* Selected extract
○ ○ ○ ○

Teaching Teachers Part 19: School Behaviour Plans & why they don’t work

 

A behaviour plan in a school tells a teacher what to do in the event of a particular behaviour… but what if those plans are based on totally useless, out of date and possibly harmful practices?

 

Then what you get is more behaviour problems, because reactions matter. Behaviours have natural consequences – each action has an equal reaction. If you are using tools that are in and of themselves ‘bad behaviour’; the ‘bad behaviour’ will be the returned reaction to the teacher’s ‘bad’ tool. Again – this is not the teachers fault – this is the university’s and the systems fault for not teaching tools that are good and do work (for all people).

 

How do you (or have you ever?) checked to see if those behaviour tools and plans are harmful? Have you checked with the communities that you use them on? Have you checked to see if they are culturally appropriate? Have you done a gender impact assessment?

 

NOTE: In Australia, a ‘gender impact assessment’ is something that is very poorly named. It’s actually nothing to do with gender… it’s an assessment that investigates whether a policy or procedure might be (or would) have an impact on ANY minority group or community of people. That means it’s supposed to assess for discrimination or detriment to all peoples: to females, to males, to the LGBTQ+ community, to disabled, religious groups, to aged or youth, to BIPOC or BAME, or any other group. In schools – their behaviour plans are not put through this process… but they desperately need to be. As I can pull out just a couple and immediately see how they discriminate against, harm/ or humiliate, or detriment any one/ or multiples of those groups.

○ ○ ○ ○

* Information shown
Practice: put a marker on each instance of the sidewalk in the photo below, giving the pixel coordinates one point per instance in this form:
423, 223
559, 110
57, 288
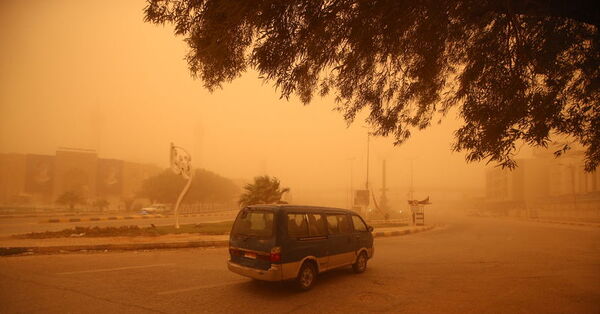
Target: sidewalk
13, 246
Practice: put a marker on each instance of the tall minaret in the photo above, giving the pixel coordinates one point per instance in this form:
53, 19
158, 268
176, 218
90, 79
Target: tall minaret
383, 199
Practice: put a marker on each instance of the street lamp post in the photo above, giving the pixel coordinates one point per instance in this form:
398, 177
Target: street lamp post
181, 164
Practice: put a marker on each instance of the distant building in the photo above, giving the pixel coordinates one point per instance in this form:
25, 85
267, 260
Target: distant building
34, 179
545, 186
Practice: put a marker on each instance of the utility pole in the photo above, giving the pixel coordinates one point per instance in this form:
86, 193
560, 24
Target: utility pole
383, 199
367, 180
412, 190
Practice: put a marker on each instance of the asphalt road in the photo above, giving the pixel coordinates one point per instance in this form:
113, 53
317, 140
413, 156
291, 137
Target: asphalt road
476, 265
10, 226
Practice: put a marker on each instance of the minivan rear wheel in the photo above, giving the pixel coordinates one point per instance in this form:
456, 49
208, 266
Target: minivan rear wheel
361, 263
306, 276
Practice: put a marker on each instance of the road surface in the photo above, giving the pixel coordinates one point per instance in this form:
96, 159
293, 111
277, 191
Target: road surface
475, 265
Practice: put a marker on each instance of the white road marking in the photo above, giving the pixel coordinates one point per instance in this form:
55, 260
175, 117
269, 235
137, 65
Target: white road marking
111, 269
227, 283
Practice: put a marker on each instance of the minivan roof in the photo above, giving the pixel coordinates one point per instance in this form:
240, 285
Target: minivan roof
304, 208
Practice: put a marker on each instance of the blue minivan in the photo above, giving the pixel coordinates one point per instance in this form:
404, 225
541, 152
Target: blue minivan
291, 242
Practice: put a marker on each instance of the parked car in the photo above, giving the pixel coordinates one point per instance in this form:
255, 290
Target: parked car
290, 242
154, 209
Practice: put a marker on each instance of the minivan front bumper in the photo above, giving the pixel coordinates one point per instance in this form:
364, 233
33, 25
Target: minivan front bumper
272, 274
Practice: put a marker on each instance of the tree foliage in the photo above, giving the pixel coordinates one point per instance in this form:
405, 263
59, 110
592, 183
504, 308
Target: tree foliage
206, 187
264, 190
70, 198
517, 71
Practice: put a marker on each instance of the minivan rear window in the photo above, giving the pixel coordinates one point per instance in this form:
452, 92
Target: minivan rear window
256, 223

○ ○ ○ ○

* What needs to be done
Please condense the paragraph in the school behavior plans piece that begins "NOTE: In Australia" into a short bulleted list that keeps its main facts.

* Response for this exercise
- In Australia, a "gender impact assessment" is poorly named; it has nothing to do with gender.
- It investigates whether a policy or procedure might affect any minority group or community.
- It is meant to check for discrimination or detriment to all groups: females, males, the LGBTQ+ community, disabled people, religious groups, the aged or youth, BIPOC or BAME people, and any other group.
- School behavior plans are not put through this process, but they urgently need to be.
- Even a couple of these plans show at once how they discriminate against, harm, humiliate or disadvantage one or more of these groups.